Problem details » Word for word, transcribe the data below.

Material provided START

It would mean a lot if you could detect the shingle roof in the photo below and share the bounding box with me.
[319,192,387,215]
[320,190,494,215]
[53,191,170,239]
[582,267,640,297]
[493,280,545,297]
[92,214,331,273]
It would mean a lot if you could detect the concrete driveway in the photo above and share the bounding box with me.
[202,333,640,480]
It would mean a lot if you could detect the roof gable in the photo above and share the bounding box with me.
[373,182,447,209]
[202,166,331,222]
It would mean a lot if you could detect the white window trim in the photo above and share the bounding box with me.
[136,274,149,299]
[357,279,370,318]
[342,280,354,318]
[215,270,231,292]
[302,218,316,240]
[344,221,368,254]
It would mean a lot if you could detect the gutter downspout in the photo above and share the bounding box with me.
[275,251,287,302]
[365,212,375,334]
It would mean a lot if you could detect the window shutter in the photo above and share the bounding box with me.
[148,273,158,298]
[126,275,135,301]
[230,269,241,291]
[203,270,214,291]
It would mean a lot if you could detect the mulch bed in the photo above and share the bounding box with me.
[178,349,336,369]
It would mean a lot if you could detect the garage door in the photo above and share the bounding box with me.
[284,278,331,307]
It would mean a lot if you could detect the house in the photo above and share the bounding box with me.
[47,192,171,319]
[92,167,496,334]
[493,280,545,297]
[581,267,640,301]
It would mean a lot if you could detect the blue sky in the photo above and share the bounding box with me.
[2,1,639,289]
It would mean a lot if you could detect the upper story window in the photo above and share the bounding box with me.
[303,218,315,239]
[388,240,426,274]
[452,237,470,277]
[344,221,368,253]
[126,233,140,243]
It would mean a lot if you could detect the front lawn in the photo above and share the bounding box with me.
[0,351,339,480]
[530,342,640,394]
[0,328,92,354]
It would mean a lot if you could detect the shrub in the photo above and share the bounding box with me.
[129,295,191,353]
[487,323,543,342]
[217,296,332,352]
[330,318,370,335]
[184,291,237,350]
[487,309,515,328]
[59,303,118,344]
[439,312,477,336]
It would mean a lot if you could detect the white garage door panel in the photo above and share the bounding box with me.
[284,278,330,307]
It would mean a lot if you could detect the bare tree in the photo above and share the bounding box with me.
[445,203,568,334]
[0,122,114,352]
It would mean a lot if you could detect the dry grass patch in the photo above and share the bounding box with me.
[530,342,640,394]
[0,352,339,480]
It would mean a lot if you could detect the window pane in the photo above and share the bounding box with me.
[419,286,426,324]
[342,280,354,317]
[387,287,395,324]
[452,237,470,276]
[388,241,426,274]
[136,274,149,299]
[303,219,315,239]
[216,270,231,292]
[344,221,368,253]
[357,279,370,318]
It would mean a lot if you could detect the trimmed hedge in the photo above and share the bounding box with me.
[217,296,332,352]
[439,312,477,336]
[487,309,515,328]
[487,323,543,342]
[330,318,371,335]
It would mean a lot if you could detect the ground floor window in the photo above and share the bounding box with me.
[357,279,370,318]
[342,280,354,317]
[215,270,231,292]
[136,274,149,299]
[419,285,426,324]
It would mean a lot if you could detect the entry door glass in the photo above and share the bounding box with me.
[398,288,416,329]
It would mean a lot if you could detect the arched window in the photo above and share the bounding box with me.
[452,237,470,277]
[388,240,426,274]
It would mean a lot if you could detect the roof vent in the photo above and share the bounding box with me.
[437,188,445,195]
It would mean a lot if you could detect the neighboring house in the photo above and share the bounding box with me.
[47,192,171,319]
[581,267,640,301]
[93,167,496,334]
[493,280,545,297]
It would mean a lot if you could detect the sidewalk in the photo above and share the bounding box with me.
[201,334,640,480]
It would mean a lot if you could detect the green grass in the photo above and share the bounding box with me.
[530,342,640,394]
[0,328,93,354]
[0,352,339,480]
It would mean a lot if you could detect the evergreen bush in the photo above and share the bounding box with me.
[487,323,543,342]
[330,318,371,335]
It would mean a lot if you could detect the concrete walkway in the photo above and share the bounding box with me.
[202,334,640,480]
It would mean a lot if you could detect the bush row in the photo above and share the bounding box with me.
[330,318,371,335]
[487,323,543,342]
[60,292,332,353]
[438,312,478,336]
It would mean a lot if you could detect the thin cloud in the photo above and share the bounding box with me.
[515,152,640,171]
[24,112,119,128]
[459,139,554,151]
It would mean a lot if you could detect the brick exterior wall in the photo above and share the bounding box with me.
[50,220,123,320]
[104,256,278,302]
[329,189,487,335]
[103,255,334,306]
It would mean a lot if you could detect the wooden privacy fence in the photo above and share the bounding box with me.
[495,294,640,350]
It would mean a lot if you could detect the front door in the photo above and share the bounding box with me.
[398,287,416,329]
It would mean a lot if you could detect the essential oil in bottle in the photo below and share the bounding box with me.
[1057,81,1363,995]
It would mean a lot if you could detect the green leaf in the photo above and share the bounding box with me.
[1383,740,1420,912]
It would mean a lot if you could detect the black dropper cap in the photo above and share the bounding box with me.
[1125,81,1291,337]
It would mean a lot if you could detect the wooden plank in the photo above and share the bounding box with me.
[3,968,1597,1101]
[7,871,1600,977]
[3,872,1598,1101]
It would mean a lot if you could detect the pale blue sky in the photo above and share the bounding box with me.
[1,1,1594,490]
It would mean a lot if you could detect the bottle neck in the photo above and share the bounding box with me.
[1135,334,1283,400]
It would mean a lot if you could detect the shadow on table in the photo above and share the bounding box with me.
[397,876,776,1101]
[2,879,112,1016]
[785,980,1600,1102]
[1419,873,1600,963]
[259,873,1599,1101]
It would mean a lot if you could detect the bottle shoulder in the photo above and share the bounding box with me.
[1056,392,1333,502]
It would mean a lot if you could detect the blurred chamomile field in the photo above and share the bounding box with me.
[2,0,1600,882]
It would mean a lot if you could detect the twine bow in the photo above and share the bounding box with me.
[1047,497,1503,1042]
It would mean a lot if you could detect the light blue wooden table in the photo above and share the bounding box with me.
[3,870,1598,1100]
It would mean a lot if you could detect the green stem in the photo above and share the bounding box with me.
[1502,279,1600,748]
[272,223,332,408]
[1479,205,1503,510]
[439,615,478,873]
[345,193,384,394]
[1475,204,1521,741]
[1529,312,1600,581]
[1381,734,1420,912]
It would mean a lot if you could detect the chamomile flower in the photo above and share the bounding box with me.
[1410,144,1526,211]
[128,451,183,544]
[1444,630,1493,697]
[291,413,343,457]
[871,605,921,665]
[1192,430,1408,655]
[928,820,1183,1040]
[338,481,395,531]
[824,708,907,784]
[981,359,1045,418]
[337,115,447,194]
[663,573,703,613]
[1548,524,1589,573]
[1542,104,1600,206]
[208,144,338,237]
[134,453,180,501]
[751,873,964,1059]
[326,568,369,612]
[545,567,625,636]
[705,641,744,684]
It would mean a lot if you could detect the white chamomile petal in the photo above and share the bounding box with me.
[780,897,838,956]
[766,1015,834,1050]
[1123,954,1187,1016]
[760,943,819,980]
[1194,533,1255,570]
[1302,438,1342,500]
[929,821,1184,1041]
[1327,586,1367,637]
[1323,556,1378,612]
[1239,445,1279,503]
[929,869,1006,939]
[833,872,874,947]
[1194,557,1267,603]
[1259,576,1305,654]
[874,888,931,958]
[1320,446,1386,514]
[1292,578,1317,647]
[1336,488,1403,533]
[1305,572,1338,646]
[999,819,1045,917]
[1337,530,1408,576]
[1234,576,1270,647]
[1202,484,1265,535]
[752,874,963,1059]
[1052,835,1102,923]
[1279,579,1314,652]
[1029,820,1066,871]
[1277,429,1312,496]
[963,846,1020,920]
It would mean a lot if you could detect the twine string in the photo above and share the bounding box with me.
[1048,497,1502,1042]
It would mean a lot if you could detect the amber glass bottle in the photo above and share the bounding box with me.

Material provided END

Reply »
It would mean a lot if you could detect the shingle roof in the photo below and share the bounding box with me.
[319,192,387,215]
[320,190,494,215]
[53,191,170,239]
[582,267,640,297]
[493,280,545,297]
[92,214,331,273]
It would mean a lot if you could detect the concrete driveway in the photo above and share the bounding box with me.
[202,333,640,480]
It would mean a lot if you could detect the roof gable in the photo above and share the bounding box with me.
[373,182,447,209]
[202,166,331,222]
It would mean a lot if you could detect the white window trim in the photo above and share the bounding box with me.
[136,274,149,299]
[357,279,370,318]
[342,280,354,318]
[215,270,231,292]
[302,218,316,240]
[344,221,368,254]
It would mean a lot if you could detect the gutter downspout in the photo above and share the bounding box with me.
[275,251,287,302]
[365,212,375,334]
It would mean a lot if you could detect the window shutter in the photo above and share the bounding box with me.
[148,273,158,298]
[126,275,135,301]
[230,269,241,291]
[203,270,214,291]
It would mean a lot if you could detect the mulch bed in the photo above and share the bounding box with me.
[178,349,336,369]
It would mean a lot if you could detect the garage door in the photo above and share the bounding box with me.
[284,278,331,307]
It would mean a lot if you could detect the house in the photo above and share the bounding box with me.
[47,192,171,319]
[92,167,496,334]
[493,280,545,297]
[581,267,640,301]
It would mean a lot if you could detect the blue sky in the photo above and share the bounding box with me.
[2,1,639,289]
It would mean a lot if you could detect the upper story window in the photo above and share the bounding box with me.
[303,218,315,239]
[388,240,426,274]
[452,237,470,277]
[344,221,368,253]
[126,233,140,243]
It would mean a lot if you could detect the front lawn in the photo above and share the bounding box with me.
[0,351,339,480]
[530,342,640,394]
[0,328,92,354]
It would mean a lot if you could detect the shrub in the photo above and share the bounding box with me.
[129,295,191,353]
[487,323,543,342]
[217,296,332,352]
[330,318,370,335]
[184,291,237,350]
[487,309,515,328]
[59,303,118,344]
[439,312,477,336]
It would mean a lot if you could detect the white garage door panel in the photo above and share the bounding box with me.
[284,278,330,307]
It would mean a lot if you could detect the bare tree in the photo above and share the bounding box with me.
[445,203,568,334]
[0,122,114,352]
It would mean a lot if you could detect the dry grass patch in the photo above and share the bounding box with me.
[530,342,640,394]
[0,352,339,480]
It would mean a lot if you could detect the window pane in the photo above and share the bounding box with me.
[419,286,426,324]
[342,280,354,317]
[387,287,395,324]
[452,237,470,276]
[388,241,426,274]
[136,274,149,299]
[303,219,315,239]
[216,270,231,292]
[344,221,368,253]
[357,279,370,318]
It would mean a lot if you could detect the trimmed hedge in the photo above and share the bounding box with me.
[217,296,332,352]
[439,312,477,336]
[487,309,515,328]
[487,323,543,342]
[330,318,371,335]
It would mean a lot if you could detect the ground floor window in the photo above and share the bounding box with me.
[357,279,370,318]
[342,280,354,317]
[215,270,231,292]
[136,274,149,299]
[419,285,426,324]
It would mean a lot if you could detect the entry door glass in the photo above and share the bounding box with me.
[398,288,416,329]
It would mean a lot if you could detect the arched window in the photo above and share the bounding box with me.
[452,237,470,277]
[388,240,426,274]
It would mean a lot if you could detect the roof vent in the photo above and share the bounding box with me.
[437,188,445,195]
It would mean a lot if you could detect the neighboring house in the photo above and share the bounding box with me.
[47,192,171,319]
[581,267,640,301]
[93,167,496,334]
[493,280,545,297]
It would mean a lot if you could detect the sidewalk in the photo above and share the bounding box with me.
[201,334,640,480]
It would mean a lot if you could detect the green grass in the photo above and share the bounding box with me.
[530,342,640,394]
[0,328,93,354]
[0,352,339,480]
It would mean a lot if you could detect the evergreen bush in the photo above and share the bounding box with me.
[487,323,543,342]
[330,318,371,335]
It would mean a lot if you could detect the concrete walkway in the photo above and share the bounding box with me.
[202,334,640,480]
It would mean a lot if you could detect the bush row in the photo above and share the bounding box with me.
[330,318,371,335]
[487,323,543,342]
[60,292,332,353]
[438,312,478,336]
It would mean a lot if you could detect the thin cloud in the photo above and share the bounding box with me.
[515,152,640,171]
[24,112,119,128]
[459,139,554,151]
It would mean a lot if you could detect the brick exterior wall in the photo above and share the bounding box with me.
[50,220,123,320]
[104,256,278,302]
[329,189,487,335]
[103,255,334,306]
It would mean a lot if you could detect the wooden privacy fence in the photo above and share the bounding box with me.
[495,294,640,350]
It would mean a lot if you could detect the front door in the photo above and share the bounding box with me.
[398,287,416,329]
It would mean a lot if you could detect the essential oil in bottle in the photo below and share the bounding box with me.
[1057,81,1363,995]
It would mean a lot if you could detect the green leaf in the photo above and share the bounding box with me.
[1383,740,1420,912]
It would mean a lot if you could detect the black dropper cap in the photo above and share the bounding box with me.
[1125,81,1291,337]
It would mean a lot if you could detect the wooden plank in the photo above and share the bounding box with me.
[3,968,1597,1101]
[7,871,1600,977]
[3,872,1598,1101]
It would mean a lot if you could detect the pale blue sky in the photo above and share the bounding box with me.
[1,1,1594,490]
It would mean a lot if you could detect the bottle neck in the photo above and share the bounding box with me.
[1135,334,1283,400]
It would mean a lot if you could detect the shadow on table in the photo above and share the bounding box with me.
[397,876,776,1101]
[2,879,112,1016]
[785,980,1600,1102]
[1419,873,1600,963]
[259,873,1599,1101]
It would mean a lot if you could detect the bottle shoulder in the photo above and share the bounding box with me.
[1056,392,1333,502]
It would mean a lot if you could detect the blurred chamomile field in the photo above and share the bounding box with me.
[2,0,1600,882]
It would mean a lot if you could detect the twine bow in the photo above and share the bounding box with me.
[1047,497,1503,1042]
It would mean a lot if you could detect the light blue wooden table in the photo above and share the bounding box with me.
[3,870,1598,1100]
It would mean a lot if you could detect the green stem in the photo above and share the bounding box with me.
[1502,279,1600,748]
[272,223,332,408]
[1479,205,1503,510]
[439,615,478,873]
[345,193,384,394]
[1475,204,1521,741]
[1529,312,1600,581]
[1381,734,1420,912]
It would mean a lot if you could detect the chamomile flower in the photo above and share the bounding box with me.
[1410,144,1526,211]
[128,451,183,544]
[1444,630,1493,697]
[291,413,343,457]
[871,605,921,665]
[1192,430,1408,655]
[928,820,1183,1040]
[338,481,395,531]
[824,708,907,784]
[981,359,1045,418]
[337,115,447,194]
[663,573,703,613]
[1548,524,1589,573]
[1542,104,1600,206]
[208,144,338,237]
[134,453,180,501]
[751,873,964,1059]
[326,568,369,612]
[545,567,625,636]
[705,641,744,684]
It would mean a lot if you could detect the white chamomile petal in the photo above and share the bounding box with me.
[780,897,838,956]
[766,1015,834,1050]
[1123,954,1187,1016]
[760,943,819,980]
[1194,533,1255,570]
[1302,438,1342,500]
[929,821,1184,1041]
[1327,586,1367,637]
[1323,556,1378,612]
[1239,445,1279,503]
[929,869,1006,939]
[833,872,874,947]
[1194,557,1267,603]
[1259,576,1305,654]
[874,888,931,958]
[1320,446,1386,514]
[1292,578,1317,647]
[1336,488,1403,533]
[1305,572,1338,646]
[999,819,1045,917]
[1337,530,1408,576]
[1234,576,1270,647]
[1202,484,1265,535]
[752,874,963,1059]
[1052,835,1102,923]
[1279,579,1314,652]
[1029,820,1066,871]
[1277,429,1312,496]
[963,846,1020,920]
It would mean a lot if you could detect the twine string in the photo above and share the bounding box with me.
[1048,497,1502,1042]
It would mean a lot if you could detect the amber glass bottle in the photo above and share the bounding box with me.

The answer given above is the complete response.